» Exercise instructions
Which lines in the records below contain the word "woman"? Pick out each such line and copy it in full, treating uppercase and lowercase letters as different.

» Dataset records

--

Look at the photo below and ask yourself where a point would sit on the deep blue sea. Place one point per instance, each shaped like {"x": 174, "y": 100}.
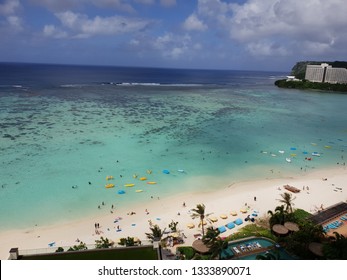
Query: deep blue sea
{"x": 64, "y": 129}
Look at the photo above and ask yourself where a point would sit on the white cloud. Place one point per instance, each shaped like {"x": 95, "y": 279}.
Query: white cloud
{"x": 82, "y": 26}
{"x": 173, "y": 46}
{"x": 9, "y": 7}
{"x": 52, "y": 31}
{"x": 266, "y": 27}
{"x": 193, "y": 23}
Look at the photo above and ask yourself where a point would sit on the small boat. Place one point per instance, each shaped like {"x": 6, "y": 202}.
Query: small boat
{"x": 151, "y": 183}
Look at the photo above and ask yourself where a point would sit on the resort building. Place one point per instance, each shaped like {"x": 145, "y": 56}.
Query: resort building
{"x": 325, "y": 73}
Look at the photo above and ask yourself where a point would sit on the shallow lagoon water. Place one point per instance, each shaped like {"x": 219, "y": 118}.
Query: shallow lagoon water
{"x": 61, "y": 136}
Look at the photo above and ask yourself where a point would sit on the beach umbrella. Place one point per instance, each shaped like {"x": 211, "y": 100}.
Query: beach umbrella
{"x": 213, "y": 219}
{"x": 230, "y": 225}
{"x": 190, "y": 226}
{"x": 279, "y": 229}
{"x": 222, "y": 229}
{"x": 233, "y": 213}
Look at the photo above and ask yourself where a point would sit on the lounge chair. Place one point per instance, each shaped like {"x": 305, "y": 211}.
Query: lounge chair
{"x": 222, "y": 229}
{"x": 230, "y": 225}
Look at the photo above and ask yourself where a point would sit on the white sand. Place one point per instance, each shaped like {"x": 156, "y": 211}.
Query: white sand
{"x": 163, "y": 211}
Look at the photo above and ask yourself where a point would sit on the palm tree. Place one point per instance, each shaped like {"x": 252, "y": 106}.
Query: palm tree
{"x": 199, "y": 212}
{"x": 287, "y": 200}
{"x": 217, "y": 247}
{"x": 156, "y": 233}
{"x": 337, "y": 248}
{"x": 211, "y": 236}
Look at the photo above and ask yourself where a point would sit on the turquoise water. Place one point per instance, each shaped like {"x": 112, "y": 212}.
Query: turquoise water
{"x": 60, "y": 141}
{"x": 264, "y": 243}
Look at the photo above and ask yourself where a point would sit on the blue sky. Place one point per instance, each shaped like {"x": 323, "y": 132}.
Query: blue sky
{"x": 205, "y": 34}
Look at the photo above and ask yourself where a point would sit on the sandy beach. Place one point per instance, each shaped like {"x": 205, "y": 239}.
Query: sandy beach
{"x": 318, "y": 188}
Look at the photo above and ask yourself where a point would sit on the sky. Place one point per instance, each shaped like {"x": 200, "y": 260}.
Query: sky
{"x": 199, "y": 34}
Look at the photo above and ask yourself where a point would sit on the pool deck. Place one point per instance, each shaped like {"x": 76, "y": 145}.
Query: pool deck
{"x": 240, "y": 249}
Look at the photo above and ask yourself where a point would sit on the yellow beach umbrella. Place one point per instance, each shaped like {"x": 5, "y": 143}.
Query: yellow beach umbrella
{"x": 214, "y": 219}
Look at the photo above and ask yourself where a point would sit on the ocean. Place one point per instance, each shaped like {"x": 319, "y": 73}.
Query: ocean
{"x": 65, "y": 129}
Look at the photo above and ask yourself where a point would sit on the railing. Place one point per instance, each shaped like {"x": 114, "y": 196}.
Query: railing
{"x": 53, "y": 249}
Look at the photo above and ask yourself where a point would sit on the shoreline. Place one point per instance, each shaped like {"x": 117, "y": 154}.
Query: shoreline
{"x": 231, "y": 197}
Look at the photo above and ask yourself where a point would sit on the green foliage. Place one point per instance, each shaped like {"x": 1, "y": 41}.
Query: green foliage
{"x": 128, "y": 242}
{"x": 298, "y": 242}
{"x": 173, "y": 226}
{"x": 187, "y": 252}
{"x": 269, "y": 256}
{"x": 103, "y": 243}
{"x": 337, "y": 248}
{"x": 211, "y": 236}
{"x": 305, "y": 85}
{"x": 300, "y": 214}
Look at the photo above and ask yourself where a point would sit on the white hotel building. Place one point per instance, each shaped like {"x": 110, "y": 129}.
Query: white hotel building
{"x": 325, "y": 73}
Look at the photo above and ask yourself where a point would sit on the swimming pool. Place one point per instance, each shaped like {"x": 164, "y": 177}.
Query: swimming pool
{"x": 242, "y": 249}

--

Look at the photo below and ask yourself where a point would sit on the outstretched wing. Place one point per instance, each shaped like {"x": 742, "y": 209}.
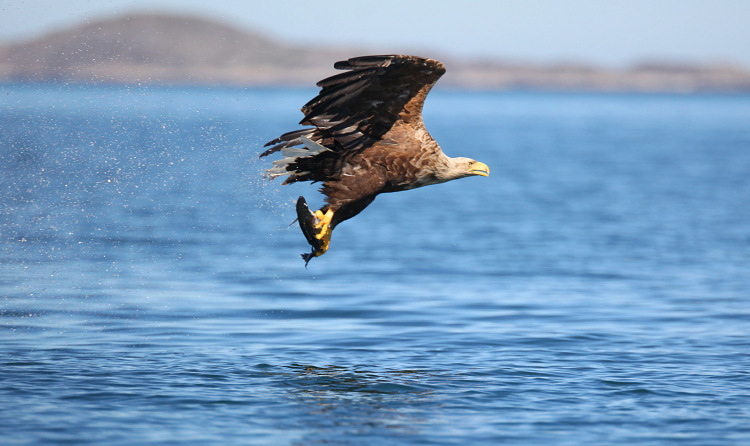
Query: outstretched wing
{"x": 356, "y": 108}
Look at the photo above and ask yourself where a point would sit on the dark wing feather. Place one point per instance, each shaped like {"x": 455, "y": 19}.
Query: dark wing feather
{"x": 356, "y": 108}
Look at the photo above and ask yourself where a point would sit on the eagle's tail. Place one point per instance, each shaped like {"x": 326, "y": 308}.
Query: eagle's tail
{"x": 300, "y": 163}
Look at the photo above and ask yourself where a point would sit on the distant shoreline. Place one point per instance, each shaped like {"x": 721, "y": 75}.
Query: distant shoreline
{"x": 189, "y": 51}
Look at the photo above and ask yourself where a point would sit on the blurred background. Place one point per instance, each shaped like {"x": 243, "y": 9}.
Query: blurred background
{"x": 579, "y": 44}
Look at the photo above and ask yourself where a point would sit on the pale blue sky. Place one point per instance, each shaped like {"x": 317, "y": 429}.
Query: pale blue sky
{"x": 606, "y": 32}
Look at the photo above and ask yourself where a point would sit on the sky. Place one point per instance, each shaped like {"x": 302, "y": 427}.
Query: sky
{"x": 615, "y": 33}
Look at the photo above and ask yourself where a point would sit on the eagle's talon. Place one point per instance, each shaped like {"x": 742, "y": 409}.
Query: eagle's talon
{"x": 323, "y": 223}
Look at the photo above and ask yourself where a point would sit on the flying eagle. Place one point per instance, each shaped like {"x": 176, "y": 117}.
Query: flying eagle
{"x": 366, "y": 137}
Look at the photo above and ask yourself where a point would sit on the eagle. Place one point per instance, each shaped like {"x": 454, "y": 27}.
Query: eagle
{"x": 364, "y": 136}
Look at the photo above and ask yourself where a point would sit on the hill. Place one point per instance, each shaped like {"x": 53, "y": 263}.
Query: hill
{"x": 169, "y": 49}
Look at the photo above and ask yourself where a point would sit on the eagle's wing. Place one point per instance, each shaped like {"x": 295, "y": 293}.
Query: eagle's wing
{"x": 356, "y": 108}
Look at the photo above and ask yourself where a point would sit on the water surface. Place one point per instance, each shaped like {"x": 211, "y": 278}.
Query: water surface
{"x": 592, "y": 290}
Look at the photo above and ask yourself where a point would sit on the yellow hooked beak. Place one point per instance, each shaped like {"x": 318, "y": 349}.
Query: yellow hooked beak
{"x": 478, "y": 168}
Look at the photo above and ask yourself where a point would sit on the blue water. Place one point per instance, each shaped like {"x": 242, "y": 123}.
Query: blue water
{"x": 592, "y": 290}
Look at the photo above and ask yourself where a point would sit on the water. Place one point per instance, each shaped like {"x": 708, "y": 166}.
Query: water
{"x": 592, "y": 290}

--

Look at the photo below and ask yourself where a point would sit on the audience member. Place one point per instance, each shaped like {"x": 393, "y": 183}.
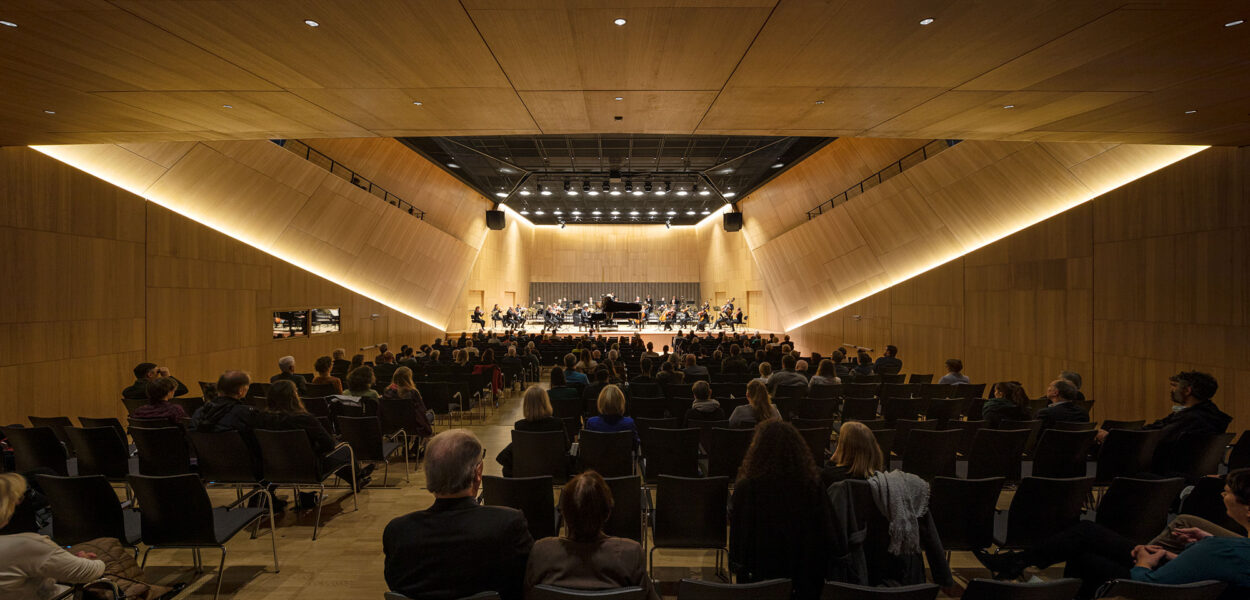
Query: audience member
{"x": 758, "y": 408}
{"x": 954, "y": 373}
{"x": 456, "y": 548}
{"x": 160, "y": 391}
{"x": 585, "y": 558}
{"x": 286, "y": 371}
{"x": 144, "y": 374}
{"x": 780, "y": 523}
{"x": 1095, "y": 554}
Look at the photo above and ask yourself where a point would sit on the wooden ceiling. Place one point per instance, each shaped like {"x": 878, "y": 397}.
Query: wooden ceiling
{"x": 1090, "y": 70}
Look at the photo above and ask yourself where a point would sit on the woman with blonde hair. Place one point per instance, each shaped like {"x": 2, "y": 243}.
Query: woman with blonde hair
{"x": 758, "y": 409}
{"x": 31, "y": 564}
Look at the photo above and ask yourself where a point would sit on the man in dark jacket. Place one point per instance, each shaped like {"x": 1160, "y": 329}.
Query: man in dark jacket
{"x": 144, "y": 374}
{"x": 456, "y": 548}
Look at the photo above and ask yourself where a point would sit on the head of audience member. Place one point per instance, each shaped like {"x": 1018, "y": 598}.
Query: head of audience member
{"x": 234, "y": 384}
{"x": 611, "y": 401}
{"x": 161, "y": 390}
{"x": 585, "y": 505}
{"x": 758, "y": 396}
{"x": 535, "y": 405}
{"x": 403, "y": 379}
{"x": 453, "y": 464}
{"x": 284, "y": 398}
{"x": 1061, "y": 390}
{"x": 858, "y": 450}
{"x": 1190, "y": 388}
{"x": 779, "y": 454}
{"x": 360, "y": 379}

--

» Output of the exercise
Look at the photo above and ask yourself where a point would sit on the woman with blonde hair. Place one point per instance, each shaped like {"x": 2, "y": 243}.
Query: woman with blonde hair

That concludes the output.